→ **Exercise**
Copy the records from the line with "Where can the cumulus" up to and including the line with "Target: cumulus cloud", keeping every character unchanged. Leave the pictures out of your copy.

→ **Given data**
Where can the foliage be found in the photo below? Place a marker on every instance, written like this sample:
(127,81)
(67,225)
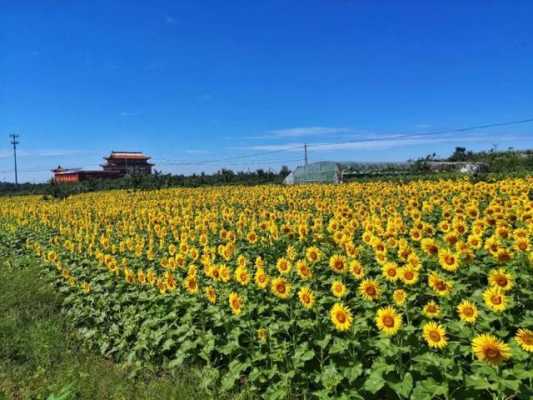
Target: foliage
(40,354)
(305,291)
==
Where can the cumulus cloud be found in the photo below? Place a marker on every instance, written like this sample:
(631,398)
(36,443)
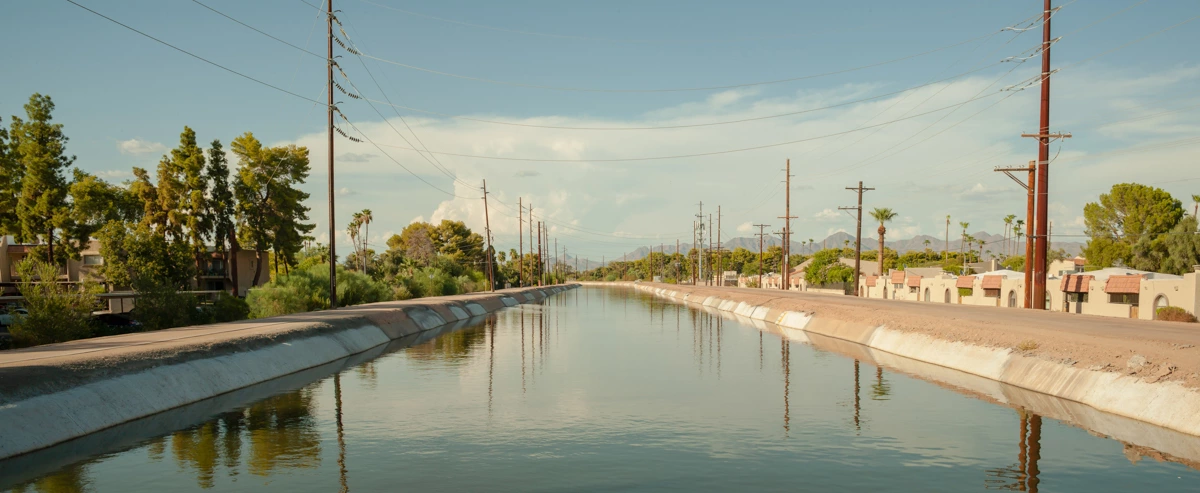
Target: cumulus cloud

→ **Task solution**
Where can the cumulus cloud be found in the photo below? Place a marker on every instance, written like this sample:
(631,398)
(36,443)
Target: cumulus cloud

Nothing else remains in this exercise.